Lettre d'Hortense de Beauharnais à son frère Eugène
21 février 1815, Paris
Je t'envoie, mon cher Eugène, une petite parure dont tu désires faire cadeau à Vienne ; je crois qu'elle remplira ton intention ; elle n'est pas très chère ; cependant si elle ne te convient pas, je ne l'ai prise qu'à condition.
Je n'ai rien à te dire de nouveau d'ici : mon procès m'occupe seul et ce n'est que trop pour moi ; parle de moi aux personnes qui s'y intéresseront et dis-leur que je suis sensible à leur souvenir. L'Empereur A. est fâché de mon procès, mais ce n'est pas de ma faute et tui devrais lui persuader que, quand on défend l'avenir de son anfant, on n'est pas répréhensible. Vous autres hommes, vous ne voyez que l'autorité paternelle mais, quand on a affaire à un homme un peu fou, qui trouvait même révoltant que son fils fût prince français avec deux millions de revenus, il faut disputer avec lui pour le bonheur de ses enfants. Adieu, je t'embrasse et j'attends toujours la fin de ce Congrès avec bien de l'impatience ; où seras-tu ?
Hortense
Lettre d'Hortense de Beauharnais à son frère Eugène
21 mars 1815, Paris
Mon cher Eugène, un enthousiasme dont tu n'as aucune idée ramène l'Empereur en France. Je viens de le voir. Il m'a reçue très froidement ; je pense qu'il désapprouve mon séjour ici. Il m'a dit qu'il comptait sur toi, qu'il t'avait écrit de Lyon. Mon Dieu ! pourvu que nous n'ayons pas la guerre ! Elle ne viendra pas, je l'espère, de l'empereur de Russie ; il la déplore tellement ! Ah ! Parle-lui pour la paix ! Use de ton influence près de lui ; c'est un besoin pour l'humanité. J'espère que je vais bientôt te revoir. J'ai été obligée de me cacher pendant douze jours, parce qu'on avait fait mille contes sur moi. Adieu, je suis morte de fatigue.
Hortense
Lettre d'Hortense de Beauharnais à son frère Eugène
7 mars 1815, Paris
Mon cher Eugène, je suis bien triste, je viens de perdre mon procès, je ne conçois pas les hommes. Mardi dernier ils étaient tous d'accord sur l'intérêt de l'enfant, et aujourd'hui je perds. Ils me donnent trois mois avant de m'en séparer, mais c'est une triste perspective. Dis-le, je te prie, à l'Empereur qui a bien voulu y prendre intérêt.
Je ne te parle pas d'affaires, car je ne m'en mêle guère, mais le Moniteur vient de m'apprendre une nouvelle qui va mettre notre pauvre France dans un pauvre état. Enfin il faut se résigner à tout dans cette triste vie. Adieu, je t'embrasse comme je t'aime.
Hortense
P.S. Je t'envoie un livre qui amusera l'empereur de Russie ; ce sont des bons mots qui vous feront rire et, comme je n'en ai pas envie, je ne le lis pas et vous l'envoie.

Données extraites ->
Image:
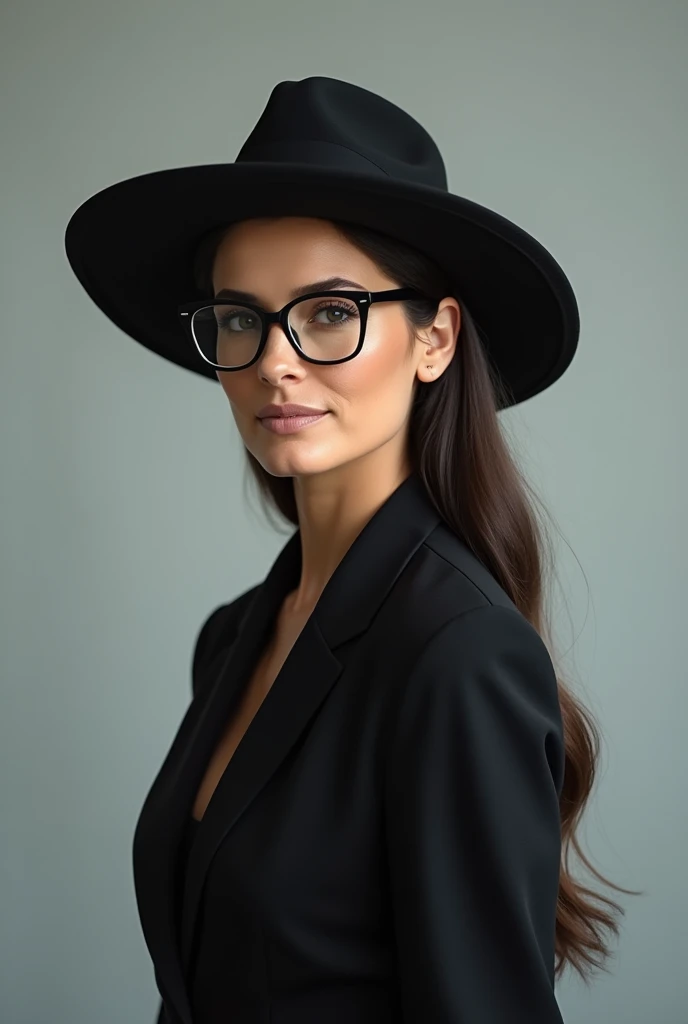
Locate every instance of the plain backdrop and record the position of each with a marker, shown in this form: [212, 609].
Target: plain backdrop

---

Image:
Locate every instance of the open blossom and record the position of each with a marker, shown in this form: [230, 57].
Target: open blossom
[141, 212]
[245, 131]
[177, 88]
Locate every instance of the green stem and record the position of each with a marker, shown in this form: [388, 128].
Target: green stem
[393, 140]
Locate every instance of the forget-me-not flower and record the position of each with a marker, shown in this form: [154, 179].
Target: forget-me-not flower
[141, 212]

Travail demandé ->
a) D'après les lettres d'Hortense de Beauharnais, combien de jours a-t-elle dû se cacher ?
b) Résumez les lettres d'Hortense de Beauharnais en deux phrases.
c) Modifiez le passage des lettres d'Hortense de Beauharnais compris entre « Je n'ai rien » et « où seras-tu ? », bornes incluses, en remplaçant « l'autorité paternelle » par « l'autorité du père ».

Réponses attendues ->
a) Douze jours.

b) Dans ces lettres de 1815 à son frère Eugène, Hortense de Beauharnais lui envoie une parure, évoque le procès qu'elle mène pour l'avenir de son enfant, puis annonce qu'elle l'a perdu. Elle rapporte aussi le retour de l'Empereur en France, qui l'a reçue froidement, et presse Eugène d'user de son influence auprès de l'empereur de Russie en faveur de la paix.

c)
Je n'ai rien à te dire de nouveau d'ici : mon procès m'occupe seul et ce n'est que trop pour moi ; parle de moi aux personnes qui s'y intéresseront et dis-leur que je suis sensible à leur souvenir. L'Empereur A. est fâché de mon procès, mais ce n'est pas de ma faute et tui devrais lui persuader que, quand on défend l'avenir de son anfant, on n'est pas répréhensible. Vous autres hommes, vous ne voyez que l'autorité du père mais, quand on a affaire à un homme un peu fou, qui trouvait même révoltant que son fils fût prince français avec deux millions de revenus, il faut disputer avec lui pour le bonheur de ses enfants. Adieu, je t'embrasse et j'attends toujours la fin de ce Congrès avec bien de l'impatience ; où seras-tu ?